ACTION ITEM: Copy out the following piece on screams in songs by women word for word, in full.

TEXT EXCERPT:
It’s not just hairy metal dudes that can let rip in songs. The raw, outpouring of emotion that is the simple scream has long been used as a crescendo in pack-a-punch tracks that span genres and moods. Here we round up some of our favourite in-song screams and yes, they’re all by women.
Wet Leg – ‘Ur Mum’
“When I think about what you’ve become/ I feel sorry for your mum “ is the opening line of this epic burn of a Wet Leg track. The two-time BRIT and Grammy winners let it all out at the song’s climax, with frontwoman Rhian Teasdale declaring: “OK, I’ve been practicing my longest and loudest scream/ OK, here we go/ One, two, three, ahhhhh!“
Phoebe Bridgers – ‘I Know The End’
The soft scream heard on record during ‘Punisher‘ track ‘I Know The End’ has taken on a new lease of life when performed live. “I always wanted to do it,” Phoebe Bridgers told Q Magazine about the scream, admitting she’d turned to Bright Eyes’ Conor Oberst to teach her how to let rip. “He was like, what are you talking about? You don’t get taught, you just do it! It’s not that hard but it hurts!”.
Distillers – ‘The Hunger’
Was Brody Dalle born with her trademark raspy vocal or did it come from years of screaming on songs? Many have tried to imitate her but Dalle’s never better – or louder – than on track, ‘The Hunger’, from the near-perfect 2003 punk album, ‘Coral Fang’.

RECORD EXTRACTS:
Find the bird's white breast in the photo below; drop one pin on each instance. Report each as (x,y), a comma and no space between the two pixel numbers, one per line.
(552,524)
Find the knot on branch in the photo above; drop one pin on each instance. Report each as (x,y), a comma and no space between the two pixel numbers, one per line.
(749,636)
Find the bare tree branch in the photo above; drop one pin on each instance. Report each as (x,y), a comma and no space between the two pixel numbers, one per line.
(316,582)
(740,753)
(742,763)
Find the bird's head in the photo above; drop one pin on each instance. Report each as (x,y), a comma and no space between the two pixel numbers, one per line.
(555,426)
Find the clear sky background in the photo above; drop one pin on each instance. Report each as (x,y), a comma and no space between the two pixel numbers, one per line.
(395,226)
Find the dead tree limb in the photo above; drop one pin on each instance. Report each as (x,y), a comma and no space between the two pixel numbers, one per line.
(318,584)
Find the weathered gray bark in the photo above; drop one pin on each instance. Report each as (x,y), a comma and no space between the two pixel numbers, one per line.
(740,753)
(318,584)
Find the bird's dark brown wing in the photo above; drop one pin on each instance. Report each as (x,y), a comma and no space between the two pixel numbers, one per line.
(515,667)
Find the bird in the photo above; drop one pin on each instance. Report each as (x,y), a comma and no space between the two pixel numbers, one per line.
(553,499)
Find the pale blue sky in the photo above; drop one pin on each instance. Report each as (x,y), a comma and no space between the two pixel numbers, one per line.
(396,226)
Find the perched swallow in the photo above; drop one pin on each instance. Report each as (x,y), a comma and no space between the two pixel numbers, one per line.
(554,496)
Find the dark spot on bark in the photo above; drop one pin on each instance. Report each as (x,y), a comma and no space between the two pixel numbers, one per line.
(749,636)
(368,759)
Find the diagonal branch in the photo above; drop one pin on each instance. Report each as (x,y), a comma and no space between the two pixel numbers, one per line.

COMPLETED TASK:
It’s not just hairy metal dudes that can let rip in songs. The raw, outpouring of emotion that is the simple scream has long been used as a crescendo in pack-a-punch tracks that span genres and moods. Here we round up some of our favourite in-song screams and yes, they’re all by women.
Wet Leg – ‘Ur Mum’
“When I think about what you’ve become/ I feel sorry for your mum “ is the opening line of this epic burn of a Wet Leg track. The two-time BRIT and Grammy winners let it all out at the song’s climax, with frontwoman Rhian Teasdale declaring: “OK, I’ve been practicing my longest and loudest scream/ OK, here we go/ One, two, three, ahhhhh!“
Phoebe Bridgers – ‘I Know The End’
The soft scream heard on record during ‘Punisher‘ track ‘I Know The End’ has taken on a new lease of life when performed live. “I always wanted to do it,” Phoebe Bridgers told Q Magazine about the scream, admitting she’d turned to Bright Eyes’ Conor Oberst to teach her how to let rip. “He was like, what are you talking about? You don’t get taught, you just do it! It’s not that hard but it hurts!”.
Distillers – ‘The Hunger’
Was Brody Dalle born with her trademark raspy vocal or did it come from years of screaming on songs? Many have tried to imitate her but Dalle’s never better – or louder – than on track, ‘The Hunger’, from the near-perfect 2003 punk album, ‘Coral Fang’.